[Region pointing data]
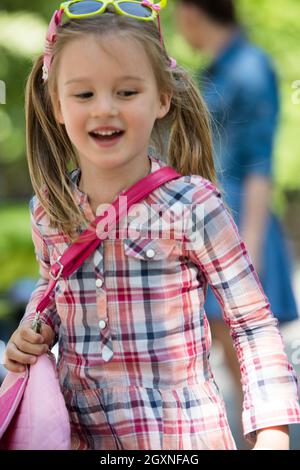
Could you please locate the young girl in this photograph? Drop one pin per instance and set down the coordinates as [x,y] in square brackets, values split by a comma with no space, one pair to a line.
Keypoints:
[134,341]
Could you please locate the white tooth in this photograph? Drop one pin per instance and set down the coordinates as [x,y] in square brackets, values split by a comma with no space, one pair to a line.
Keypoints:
[105,132]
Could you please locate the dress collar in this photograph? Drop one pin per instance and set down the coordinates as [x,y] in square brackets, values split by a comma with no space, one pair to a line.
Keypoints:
[82,198]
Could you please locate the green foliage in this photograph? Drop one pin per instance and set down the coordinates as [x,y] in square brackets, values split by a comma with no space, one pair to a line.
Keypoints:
[17,257]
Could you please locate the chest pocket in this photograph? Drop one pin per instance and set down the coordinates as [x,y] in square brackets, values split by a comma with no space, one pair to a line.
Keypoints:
[152,250]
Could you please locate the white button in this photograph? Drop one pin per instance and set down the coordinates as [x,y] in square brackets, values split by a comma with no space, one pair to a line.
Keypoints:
[102,324]
[150,253]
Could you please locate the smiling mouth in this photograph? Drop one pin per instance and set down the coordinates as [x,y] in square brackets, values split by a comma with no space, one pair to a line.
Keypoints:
[106,138]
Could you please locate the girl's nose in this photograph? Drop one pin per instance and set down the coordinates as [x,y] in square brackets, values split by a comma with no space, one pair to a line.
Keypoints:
[104,105]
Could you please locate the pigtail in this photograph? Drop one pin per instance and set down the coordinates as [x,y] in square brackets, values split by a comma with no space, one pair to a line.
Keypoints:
[49,152]
[190,149]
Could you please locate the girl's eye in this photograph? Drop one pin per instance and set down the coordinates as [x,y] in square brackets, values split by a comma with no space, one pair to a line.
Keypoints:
[128,93]
[84,95]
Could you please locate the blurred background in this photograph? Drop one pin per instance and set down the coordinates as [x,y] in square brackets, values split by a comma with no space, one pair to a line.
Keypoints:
[272,25]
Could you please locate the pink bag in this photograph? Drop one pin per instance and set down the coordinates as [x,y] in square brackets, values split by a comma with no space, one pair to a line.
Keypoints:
[33,413]
[37,417]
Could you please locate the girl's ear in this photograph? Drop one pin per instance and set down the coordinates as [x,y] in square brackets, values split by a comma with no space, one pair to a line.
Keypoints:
[57,110]
[165,103]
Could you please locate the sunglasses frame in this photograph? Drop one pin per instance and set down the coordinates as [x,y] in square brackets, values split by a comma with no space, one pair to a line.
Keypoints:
[66,5]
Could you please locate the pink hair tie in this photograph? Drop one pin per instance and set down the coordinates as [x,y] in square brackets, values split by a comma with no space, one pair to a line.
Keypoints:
[50,41]
[154,6]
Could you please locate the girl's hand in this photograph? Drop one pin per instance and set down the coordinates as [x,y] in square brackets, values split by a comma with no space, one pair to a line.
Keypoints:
[24,345]
[273,438]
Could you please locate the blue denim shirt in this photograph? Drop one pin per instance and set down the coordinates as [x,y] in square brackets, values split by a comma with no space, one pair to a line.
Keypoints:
[241,91]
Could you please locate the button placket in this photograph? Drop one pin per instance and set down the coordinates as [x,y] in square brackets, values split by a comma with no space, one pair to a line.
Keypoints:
[106,346]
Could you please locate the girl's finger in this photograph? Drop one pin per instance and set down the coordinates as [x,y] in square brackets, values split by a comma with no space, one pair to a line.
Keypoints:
[35,349]
[12,366]
[29,335]
[14,354]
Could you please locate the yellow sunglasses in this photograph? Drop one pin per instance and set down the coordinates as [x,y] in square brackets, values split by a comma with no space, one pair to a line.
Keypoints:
[139,10]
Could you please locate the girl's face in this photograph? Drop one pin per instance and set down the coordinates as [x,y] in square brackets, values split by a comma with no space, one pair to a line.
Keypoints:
[112,88]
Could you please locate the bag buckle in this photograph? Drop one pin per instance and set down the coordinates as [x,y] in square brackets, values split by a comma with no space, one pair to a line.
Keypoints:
[55,278]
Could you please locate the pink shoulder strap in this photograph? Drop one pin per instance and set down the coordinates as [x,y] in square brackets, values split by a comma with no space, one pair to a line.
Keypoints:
[88,241]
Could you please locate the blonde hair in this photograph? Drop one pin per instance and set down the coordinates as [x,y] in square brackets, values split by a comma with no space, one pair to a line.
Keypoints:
[50,152]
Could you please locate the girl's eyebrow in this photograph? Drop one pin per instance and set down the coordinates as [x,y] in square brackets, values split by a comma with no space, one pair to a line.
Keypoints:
[124,77]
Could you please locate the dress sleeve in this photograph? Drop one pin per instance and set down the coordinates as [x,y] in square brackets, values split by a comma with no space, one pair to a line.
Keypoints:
[49,315]
[269,382]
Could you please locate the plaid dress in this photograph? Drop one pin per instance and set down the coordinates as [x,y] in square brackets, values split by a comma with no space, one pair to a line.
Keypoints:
[134,340]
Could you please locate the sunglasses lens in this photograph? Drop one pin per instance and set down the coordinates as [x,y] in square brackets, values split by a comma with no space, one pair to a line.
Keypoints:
[80,8]
[135,9]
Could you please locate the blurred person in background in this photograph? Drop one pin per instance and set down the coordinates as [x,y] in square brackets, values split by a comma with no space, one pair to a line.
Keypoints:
[241,91]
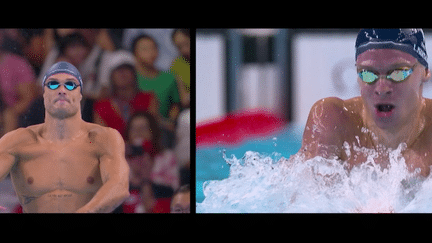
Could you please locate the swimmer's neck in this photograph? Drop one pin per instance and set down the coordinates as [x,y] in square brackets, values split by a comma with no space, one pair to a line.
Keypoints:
[58,130]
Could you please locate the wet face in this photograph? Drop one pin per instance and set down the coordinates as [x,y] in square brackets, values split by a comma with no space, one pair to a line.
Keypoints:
[62,103]
[391,104]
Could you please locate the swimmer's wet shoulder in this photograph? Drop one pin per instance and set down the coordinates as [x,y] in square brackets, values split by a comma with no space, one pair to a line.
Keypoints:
[335,128]
[328,124]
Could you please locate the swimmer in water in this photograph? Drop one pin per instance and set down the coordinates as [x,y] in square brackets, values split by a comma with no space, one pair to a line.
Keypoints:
[392,69]
[65,164]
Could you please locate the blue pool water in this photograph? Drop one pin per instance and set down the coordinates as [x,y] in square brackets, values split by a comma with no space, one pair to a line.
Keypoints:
[268,176]
[210,164]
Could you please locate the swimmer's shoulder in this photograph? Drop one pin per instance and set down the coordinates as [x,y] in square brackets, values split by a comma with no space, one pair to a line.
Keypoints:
[19,137]
[331,105]
[335,111]
[101,134]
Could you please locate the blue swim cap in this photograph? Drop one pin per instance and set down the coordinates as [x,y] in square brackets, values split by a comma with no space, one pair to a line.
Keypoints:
[411,41]
[63,67]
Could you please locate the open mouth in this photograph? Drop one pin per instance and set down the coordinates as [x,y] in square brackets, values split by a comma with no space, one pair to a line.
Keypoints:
[385,107]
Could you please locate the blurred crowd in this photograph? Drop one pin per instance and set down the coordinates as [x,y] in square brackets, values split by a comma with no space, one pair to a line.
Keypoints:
[135,80]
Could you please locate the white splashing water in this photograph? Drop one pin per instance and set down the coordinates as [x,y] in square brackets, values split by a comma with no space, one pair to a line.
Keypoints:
[260,183]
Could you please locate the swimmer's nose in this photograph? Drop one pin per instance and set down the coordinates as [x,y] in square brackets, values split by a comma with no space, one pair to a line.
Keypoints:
[383,87]
[62,90]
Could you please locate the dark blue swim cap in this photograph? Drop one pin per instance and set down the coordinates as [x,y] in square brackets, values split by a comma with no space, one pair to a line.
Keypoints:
[411,41]
[63,67]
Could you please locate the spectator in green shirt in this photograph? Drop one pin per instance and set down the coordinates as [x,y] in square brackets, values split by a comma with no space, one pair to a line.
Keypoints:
[163,84]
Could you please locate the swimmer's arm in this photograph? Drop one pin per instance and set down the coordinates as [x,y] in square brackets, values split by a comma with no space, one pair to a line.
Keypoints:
[324,130]
[7,159]
[115,177]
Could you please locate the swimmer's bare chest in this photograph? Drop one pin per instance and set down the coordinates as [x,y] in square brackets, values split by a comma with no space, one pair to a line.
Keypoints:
[56,177]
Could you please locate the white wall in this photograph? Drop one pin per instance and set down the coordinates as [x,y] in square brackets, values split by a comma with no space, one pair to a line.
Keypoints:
[210,77]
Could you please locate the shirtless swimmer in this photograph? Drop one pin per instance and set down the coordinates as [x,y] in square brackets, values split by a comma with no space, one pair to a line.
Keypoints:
[392,69]
[65,164]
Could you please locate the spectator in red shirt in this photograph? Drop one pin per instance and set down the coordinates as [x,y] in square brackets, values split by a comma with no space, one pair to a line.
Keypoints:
[125,100]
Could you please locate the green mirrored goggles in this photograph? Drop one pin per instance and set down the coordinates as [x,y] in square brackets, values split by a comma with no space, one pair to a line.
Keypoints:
[397,75]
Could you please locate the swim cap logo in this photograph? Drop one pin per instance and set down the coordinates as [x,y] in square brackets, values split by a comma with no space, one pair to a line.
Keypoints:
[420,51]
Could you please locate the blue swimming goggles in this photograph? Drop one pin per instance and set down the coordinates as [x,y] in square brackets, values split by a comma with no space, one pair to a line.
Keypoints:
[397,75]
[52,85]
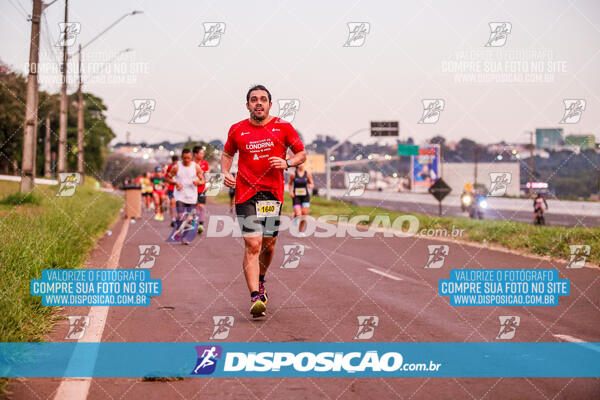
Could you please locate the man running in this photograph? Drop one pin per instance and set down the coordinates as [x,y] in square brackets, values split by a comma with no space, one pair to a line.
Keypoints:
[147,190]
[186,176]
[300,186]
[201,204]
[262,141]
[158,182]
[171,189]
[231,197]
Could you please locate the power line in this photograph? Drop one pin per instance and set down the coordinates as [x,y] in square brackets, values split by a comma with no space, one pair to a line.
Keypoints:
[19,9]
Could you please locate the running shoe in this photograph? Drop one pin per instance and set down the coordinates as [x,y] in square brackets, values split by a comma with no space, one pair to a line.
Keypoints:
[262,292]
[258,307]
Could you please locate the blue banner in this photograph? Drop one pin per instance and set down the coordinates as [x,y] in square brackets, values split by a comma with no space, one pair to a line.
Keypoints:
[300,359]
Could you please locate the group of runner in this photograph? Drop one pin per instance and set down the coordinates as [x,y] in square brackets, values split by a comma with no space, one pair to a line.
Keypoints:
[179,186]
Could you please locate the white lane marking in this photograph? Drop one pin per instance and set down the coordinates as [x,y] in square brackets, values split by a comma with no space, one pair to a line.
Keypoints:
[384,274]
[78,388]
[568,338]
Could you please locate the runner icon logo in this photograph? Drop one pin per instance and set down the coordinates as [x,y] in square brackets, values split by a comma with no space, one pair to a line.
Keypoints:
[499,183]
[437,255]
[499,32]
[579,253]
[573,110]
[142,109]
[292,255]
[288,109]
[214,183]
[212,34]
[508,326]
[70,30]
[357,183]
[366,326]
[223,325]
[68,182]
[77,325]
[207,359]
[357,33]
[432,108]
[148,254]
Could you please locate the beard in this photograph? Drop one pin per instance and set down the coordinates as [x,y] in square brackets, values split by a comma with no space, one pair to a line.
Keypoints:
[257,117]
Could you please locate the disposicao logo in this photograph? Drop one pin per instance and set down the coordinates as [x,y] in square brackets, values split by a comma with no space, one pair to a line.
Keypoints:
[207,359]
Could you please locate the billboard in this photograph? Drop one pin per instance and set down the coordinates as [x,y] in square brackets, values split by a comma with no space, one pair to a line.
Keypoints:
[425,167]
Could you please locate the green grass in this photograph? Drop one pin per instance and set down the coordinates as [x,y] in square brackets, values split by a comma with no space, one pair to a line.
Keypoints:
[550,241]
[15,199]
[42,232]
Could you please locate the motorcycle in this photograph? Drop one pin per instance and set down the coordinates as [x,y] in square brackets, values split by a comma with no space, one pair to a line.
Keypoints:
[466,199]
[477,210]
[538,218]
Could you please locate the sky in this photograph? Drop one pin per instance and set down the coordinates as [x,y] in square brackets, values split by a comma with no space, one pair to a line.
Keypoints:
[411,52]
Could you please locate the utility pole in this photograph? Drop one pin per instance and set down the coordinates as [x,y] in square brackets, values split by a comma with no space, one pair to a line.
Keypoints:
[476,159]
[80,124]
[62,130]
[29,134]
[531,166]
[47,149]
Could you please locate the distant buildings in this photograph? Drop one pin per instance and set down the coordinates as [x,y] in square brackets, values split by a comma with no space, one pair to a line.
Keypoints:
[584,142]
[548,138]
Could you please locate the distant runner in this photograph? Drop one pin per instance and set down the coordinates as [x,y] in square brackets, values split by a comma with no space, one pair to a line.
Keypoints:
[186,176]
[201,205]
[159,193]
[170,191]
[300,186]
[147,190]
[262,142]
[231,197]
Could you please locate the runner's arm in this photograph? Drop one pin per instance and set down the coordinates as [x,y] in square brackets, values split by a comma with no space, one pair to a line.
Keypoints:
[169,177]
[291,184]
[226,161]
[295,160]
[200,174]
[311,183]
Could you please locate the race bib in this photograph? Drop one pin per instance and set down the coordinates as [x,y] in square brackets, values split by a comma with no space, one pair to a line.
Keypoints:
[267,208]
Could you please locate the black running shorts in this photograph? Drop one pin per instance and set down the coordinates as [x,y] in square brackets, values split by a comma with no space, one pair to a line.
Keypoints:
[250,222]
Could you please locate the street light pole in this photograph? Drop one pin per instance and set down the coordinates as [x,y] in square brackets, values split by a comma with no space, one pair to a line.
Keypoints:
[29,134]
[62,129]
[80,124]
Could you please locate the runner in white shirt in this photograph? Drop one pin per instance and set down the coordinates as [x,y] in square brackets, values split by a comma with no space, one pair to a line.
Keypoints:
[186,176]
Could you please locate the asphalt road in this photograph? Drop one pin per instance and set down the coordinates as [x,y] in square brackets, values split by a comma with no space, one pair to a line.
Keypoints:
[454,210]
[337,280]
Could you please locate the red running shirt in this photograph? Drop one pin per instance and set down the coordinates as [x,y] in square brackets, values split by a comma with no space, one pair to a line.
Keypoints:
[256,144]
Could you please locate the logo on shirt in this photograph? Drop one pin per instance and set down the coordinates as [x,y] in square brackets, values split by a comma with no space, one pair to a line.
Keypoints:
[366,326]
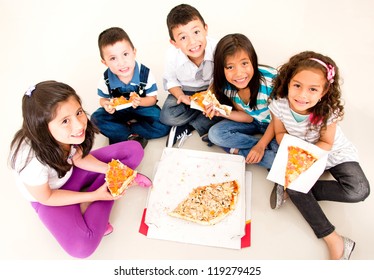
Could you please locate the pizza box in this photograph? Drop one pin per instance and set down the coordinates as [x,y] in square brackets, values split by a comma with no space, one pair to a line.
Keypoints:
[177,173]
[307,179]
[196,106]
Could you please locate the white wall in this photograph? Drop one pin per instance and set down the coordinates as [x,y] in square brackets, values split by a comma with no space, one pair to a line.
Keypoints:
[43,40]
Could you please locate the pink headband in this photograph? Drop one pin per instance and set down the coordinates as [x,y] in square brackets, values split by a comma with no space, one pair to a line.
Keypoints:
[330,69]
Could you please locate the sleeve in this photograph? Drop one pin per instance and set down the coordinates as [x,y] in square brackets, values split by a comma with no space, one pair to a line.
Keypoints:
[102,88]
[275,109]
[151,87]
[34,174]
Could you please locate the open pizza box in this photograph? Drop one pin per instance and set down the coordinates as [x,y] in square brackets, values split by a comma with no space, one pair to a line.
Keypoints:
[307,179]
[195,105]
[177,173]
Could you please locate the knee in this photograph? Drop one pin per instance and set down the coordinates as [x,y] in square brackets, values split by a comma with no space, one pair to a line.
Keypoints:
[358,189]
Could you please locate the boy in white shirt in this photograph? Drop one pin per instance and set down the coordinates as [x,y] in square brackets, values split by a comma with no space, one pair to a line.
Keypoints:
[189,69]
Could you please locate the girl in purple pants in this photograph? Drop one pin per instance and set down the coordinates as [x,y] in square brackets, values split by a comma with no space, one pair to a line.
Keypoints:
[56,170]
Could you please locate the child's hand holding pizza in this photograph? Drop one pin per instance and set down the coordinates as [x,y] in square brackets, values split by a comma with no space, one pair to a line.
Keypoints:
[135,99]
[103,193]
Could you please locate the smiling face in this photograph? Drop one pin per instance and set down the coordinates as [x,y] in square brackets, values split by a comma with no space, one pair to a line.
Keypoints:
[305,90]
[120,58]
[238,69]
[191,40]
[70,123]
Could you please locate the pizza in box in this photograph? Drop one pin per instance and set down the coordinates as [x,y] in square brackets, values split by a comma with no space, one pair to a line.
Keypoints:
[209,204]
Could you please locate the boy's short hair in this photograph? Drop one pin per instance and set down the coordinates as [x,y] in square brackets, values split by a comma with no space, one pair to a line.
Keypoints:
[111,36]
[182,15]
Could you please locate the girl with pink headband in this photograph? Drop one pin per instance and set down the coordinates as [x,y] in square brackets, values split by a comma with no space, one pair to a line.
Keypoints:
[307,104]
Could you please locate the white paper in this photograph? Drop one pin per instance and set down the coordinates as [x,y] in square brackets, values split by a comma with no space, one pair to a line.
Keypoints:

-- Instructions to follow --
Working from the records above, write out verbatim only the lines from the line containing "Could you please locate the open pizza" through the line containing "Could you please locate the child's".

-- Your solution --
Could you please locate the open pizza box in this photograph? Drop one pin per instance and set down the coordinates as [x,y] in square brackets, values split by a comma with no space, one pair to a line.
Keypoints:
[307,179]
[195,105]
[177,173]
Could you please locate the knee in this photograph? Drop one pin per instance and set down the coordinates as [x,y] in square brackets, values split by a comma with no space, one pair to a line.
Keypoints:
[358,189]
Could you please locate the boy in white shirt in this photograph? Drop one pin per instance and set down the coordinates as [x,y] in square brackets, values split by a comma with no space, one pair to a line.
Keypoints:
[189,69]
Could you please locate the girl in purple pants in this photograph? Drop one pin per instance and set down the coordinates as [x,y] in square brackets, values split by a comma with no space, one pair to a line.
Keypoints:
[56,170]
Could you please locate the child's hand holding pizza in this photograph? Drop one pin per instance and set down the coordinates as [x,y] in square brackets, values split by a comma with no space, one pair to a line.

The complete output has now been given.